Aufgabe A
Gib den Absatz im Quelltext, der mit den Worten »„Ich spreche nicht“. - Die Aussage ist« beginnt, als knappe Liste wieder. Die wesentlichen Aussagen müssen erhalten bleiben.
Aufgabe B
Nenne bitte die Person, von der laut Quelltext der Versuch stammt, das Retorsionsargument für eine Begründung der Metaphysik nutzbar zu machen.
Aufgabe C
Aktualisiere im Quelltext den Abschnitt, der mit „1. „Ich spreche“ beginnt und bis einschließlich „und Meta-Ebene) unterscheiden.“ reicht. Ersetze darin „sorgfältig“ durch „genau“.

Quelltext
+ + + + + + +
Ein Versuch, das Retorsionsargument für eine Begründung der Metaphysik als transzendentalphilosophischer Wissenschaft nutzbar zu machen, stammt von Béla Weissmahr.

Erläuterung von Aussagen, die (scheinbar) performative Widersprüche enthalten

  1. „Ich spreche nicht“. - Die Aussage ist insofern nicht widersprüchlich, als man zwischen der Objekt-Ebene einer Aussage und der Meta-Ebene einer Aussage unterscheiden kann. Die Objekt-Ebene der Aussage „Ich spreche nicht“ besagt, dass jemand ausspricht, dass er nicht mehr sprechen will. Die Meta-Ebene der Aussage „Ich spreche nicht“ besagt: Jemand sagt: „Ich spreche nicht.“ (Jemand sagt, dass er nicht mehr spreche.) Wenn man nun das „Jemand sagt“ auf dieselbe Aussageebene hebt wie das „Ich spreche nicht“, setzt man, bildlich gesprochen, Äpfel und Birnen gleich und verstrickt sich in unauflösbare logische Widersprüche. Aus formallogischen Gründen muss man hier also sorgfältig die unterschiedlichen Aussageebenen (Objekt- und Meta-Ebene) unterscheiden.
+ + + + + + +
Vorliegende Einträge
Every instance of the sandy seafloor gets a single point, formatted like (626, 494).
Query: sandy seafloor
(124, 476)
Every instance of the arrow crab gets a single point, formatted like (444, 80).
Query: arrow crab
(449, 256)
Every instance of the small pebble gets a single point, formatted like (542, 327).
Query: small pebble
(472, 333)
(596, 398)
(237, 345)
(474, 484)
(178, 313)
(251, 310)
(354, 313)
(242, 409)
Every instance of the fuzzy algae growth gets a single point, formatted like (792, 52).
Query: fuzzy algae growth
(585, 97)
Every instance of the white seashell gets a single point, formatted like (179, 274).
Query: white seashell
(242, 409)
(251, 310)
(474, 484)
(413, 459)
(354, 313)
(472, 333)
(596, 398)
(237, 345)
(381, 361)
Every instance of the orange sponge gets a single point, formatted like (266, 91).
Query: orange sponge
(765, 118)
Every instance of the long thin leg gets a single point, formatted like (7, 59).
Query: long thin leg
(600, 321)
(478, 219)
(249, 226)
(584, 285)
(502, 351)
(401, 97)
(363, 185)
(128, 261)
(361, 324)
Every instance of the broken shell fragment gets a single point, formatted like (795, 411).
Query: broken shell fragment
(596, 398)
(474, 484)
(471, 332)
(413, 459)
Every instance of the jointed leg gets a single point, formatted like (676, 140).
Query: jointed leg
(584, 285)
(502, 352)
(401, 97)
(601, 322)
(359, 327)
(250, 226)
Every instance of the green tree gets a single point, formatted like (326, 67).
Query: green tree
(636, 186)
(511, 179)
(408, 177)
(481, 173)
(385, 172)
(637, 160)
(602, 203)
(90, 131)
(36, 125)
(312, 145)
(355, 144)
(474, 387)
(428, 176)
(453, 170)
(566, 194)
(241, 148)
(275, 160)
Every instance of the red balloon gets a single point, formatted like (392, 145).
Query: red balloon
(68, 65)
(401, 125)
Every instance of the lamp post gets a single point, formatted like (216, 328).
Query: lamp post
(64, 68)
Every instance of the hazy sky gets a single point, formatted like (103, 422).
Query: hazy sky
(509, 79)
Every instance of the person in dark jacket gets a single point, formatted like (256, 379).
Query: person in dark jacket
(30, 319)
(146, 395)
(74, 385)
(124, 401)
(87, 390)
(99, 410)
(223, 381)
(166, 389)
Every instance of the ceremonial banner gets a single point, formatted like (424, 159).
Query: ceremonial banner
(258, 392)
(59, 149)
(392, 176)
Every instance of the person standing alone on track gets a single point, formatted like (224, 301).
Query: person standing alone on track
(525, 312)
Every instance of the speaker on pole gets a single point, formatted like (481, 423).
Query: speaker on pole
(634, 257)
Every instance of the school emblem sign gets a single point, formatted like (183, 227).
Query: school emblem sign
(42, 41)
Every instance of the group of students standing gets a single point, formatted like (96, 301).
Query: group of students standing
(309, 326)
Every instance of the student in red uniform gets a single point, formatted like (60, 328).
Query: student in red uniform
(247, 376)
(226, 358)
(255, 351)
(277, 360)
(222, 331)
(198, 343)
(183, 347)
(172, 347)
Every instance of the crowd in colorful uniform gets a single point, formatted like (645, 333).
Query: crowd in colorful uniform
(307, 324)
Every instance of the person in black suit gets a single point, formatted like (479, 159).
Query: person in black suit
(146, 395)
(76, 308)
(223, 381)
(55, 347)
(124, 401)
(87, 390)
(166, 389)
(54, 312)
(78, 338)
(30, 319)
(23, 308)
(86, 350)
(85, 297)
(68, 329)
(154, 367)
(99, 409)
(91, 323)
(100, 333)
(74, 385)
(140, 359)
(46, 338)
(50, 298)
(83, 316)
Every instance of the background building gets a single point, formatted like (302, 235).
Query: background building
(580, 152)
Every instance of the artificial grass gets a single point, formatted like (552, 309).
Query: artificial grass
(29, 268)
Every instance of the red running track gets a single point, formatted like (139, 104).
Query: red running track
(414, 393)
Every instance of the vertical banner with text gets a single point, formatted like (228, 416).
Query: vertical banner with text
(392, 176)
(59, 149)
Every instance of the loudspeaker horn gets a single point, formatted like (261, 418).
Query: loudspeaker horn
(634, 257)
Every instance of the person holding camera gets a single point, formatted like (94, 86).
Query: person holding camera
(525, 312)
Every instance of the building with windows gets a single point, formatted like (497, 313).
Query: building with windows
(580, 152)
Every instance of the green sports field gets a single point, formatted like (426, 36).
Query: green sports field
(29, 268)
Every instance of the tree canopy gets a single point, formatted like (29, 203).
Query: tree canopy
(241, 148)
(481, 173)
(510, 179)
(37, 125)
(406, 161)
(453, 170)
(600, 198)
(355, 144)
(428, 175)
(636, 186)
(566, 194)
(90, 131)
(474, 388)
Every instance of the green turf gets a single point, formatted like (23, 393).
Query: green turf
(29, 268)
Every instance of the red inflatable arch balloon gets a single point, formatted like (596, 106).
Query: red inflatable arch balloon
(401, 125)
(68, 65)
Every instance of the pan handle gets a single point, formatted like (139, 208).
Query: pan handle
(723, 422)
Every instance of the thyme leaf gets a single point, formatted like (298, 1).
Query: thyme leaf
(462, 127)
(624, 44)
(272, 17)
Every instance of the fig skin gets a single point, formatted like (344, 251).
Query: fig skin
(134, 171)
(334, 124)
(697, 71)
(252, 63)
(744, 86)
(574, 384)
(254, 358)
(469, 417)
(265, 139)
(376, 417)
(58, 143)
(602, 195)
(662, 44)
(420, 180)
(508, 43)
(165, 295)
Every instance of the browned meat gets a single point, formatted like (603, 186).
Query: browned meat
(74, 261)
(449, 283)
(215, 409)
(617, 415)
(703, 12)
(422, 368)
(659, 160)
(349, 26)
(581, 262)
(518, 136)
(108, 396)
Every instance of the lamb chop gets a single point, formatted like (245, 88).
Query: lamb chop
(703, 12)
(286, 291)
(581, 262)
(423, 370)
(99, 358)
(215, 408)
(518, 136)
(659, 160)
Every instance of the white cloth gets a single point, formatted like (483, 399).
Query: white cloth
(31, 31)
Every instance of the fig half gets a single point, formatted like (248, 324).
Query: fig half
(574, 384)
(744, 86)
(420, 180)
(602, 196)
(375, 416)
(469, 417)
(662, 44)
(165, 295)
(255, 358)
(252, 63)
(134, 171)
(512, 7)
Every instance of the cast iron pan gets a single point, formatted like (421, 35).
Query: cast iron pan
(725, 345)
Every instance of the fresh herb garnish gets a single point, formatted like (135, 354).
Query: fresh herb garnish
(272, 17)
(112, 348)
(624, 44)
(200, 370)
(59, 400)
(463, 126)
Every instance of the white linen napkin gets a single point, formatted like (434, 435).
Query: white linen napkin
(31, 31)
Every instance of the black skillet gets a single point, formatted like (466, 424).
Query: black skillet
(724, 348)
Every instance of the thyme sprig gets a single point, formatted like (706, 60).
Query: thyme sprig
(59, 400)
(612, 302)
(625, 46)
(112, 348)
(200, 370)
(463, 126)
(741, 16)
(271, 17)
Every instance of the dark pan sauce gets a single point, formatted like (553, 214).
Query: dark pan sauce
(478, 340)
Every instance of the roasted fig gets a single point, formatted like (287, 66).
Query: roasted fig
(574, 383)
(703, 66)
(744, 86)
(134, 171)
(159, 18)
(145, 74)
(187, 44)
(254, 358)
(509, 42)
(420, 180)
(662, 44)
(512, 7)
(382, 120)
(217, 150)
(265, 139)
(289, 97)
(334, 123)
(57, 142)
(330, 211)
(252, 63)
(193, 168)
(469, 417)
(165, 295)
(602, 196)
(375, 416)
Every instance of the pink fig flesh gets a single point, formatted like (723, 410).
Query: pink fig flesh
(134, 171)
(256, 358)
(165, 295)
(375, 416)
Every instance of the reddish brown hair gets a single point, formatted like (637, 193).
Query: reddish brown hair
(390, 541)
+ + + + + + +
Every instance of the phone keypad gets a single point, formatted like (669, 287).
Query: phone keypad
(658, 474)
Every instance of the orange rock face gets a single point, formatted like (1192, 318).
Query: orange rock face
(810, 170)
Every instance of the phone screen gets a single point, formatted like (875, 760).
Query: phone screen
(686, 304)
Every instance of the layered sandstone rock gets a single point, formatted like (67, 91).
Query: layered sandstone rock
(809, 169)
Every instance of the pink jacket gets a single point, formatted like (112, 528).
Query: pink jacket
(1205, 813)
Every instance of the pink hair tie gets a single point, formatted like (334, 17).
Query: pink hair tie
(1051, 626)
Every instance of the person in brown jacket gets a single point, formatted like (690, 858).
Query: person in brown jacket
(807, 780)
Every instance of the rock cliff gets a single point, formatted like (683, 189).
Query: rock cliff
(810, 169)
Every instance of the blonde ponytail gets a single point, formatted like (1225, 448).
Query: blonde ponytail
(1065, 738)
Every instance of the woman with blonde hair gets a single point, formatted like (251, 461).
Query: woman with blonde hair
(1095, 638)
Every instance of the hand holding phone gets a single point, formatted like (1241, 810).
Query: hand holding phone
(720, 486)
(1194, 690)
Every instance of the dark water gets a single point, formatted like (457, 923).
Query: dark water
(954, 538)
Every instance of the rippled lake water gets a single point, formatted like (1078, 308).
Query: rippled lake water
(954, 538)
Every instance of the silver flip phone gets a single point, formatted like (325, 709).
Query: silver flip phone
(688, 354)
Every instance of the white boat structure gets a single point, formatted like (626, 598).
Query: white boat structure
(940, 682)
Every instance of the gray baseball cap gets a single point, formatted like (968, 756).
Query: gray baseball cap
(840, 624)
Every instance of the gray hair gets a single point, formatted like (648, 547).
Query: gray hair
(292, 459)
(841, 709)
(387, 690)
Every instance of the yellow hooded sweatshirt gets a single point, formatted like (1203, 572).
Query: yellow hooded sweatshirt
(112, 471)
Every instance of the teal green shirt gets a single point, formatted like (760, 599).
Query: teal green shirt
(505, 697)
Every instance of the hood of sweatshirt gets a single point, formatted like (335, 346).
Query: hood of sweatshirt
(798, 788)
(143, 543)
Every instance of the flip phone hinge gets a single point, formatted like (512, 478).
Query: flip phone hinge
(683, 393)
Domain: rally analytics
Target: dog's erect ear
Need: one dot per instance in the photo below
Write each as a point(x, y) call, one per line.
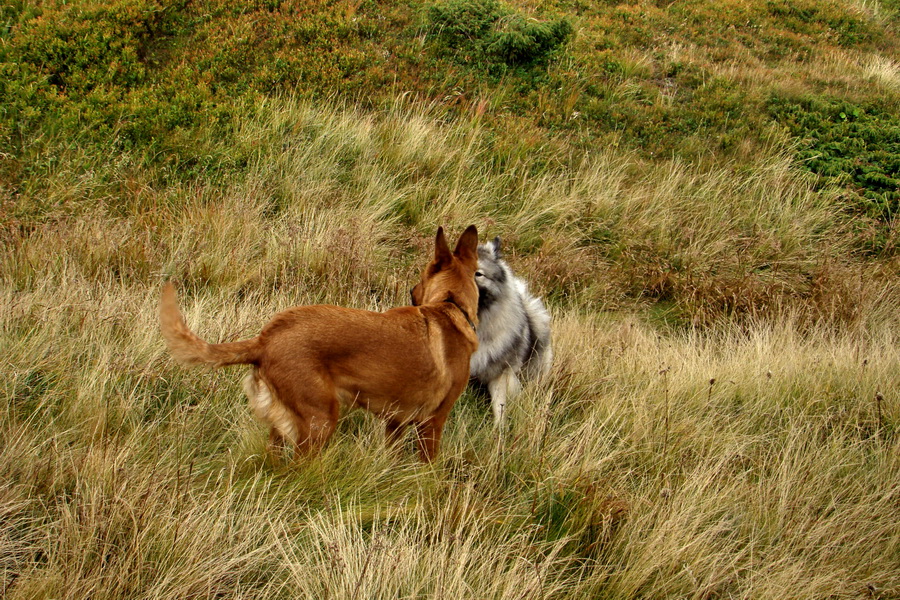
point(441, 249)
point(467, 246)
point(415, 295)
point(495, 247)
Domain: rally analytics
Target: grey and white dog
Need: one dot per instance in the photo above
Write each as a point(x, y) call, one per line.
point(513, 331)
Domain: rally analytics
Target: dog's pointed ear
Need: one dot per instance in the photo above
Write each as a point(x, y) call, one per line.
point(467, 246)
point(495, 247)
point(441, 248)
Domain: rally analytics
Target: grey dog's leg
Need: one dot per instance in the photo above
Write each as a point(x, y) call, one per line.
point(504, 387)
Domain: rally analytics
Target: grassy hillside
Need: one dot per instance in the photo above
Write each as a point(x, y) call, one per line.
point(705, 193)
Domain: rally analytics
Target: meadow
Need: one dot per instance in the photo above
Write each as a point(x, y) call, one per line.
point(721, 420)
+ + + + + + +
Richtige Lösung A
- Die Aussage „Ich spreche nicht“ ist nicht widersprüchlich, weil man zwischen der Objekt-Ebene und der Meta-Ebene einer Aussage unterscheiden kann.
- Objekt-Ebene: Jemand spricht aus, dass er nicht mehr sprechen will.
- Meta-Ebene: Jemand sagt: „Ich spreche nicht.“
- Wer das „Jemand sagt“ auf dieselbe Aussageebene hebt wie das „Ich spreche nicht“, setzt Äpfel und Birnen gleich und verstrickt sich in unauflösbare logische Widersprüche.
- Aus formallogischen Gründen sind Objekt- und Meta-Ebene sorgfältig zu unterscheiden.

Richtige Lösung B
Béla Weissmahr.

Richtige Lösung C
1. „Ich spreche nicht“. - Die Aussage ist insofern nicht widersprüchlich, als man zwischen der Objekt-Ebene einer Aussage und der Meta-Ebene einer Aussage unterscheiden kann. Die Objekt-Ebene der Aussage „Ich spreche nicht“ besagt, dass jemand ausspricht, dass er nicht mehr sprechen will. Die Meta-Ebene der Aussage „Ich spreche nicht“ besagt: Jemand sagt: „Ich spreche nicht.“ (Jemand sagt, dass er nicht mehr spreche.) Wenn man nun das „Jemand sagt“ auf dieselbe Aussageebene hebt wie das „Ich spreche nicht“, setzt man, bildlich gesprochen, Äpfel und Birnen gleich und verstrickt sich in unauflösbare logische Widersprüche. Aus formallogischen Gründen muss man hier also genau die unterschiedlichen Aussageebenen (Objekt- und Meta-Ebene) unterscheiden.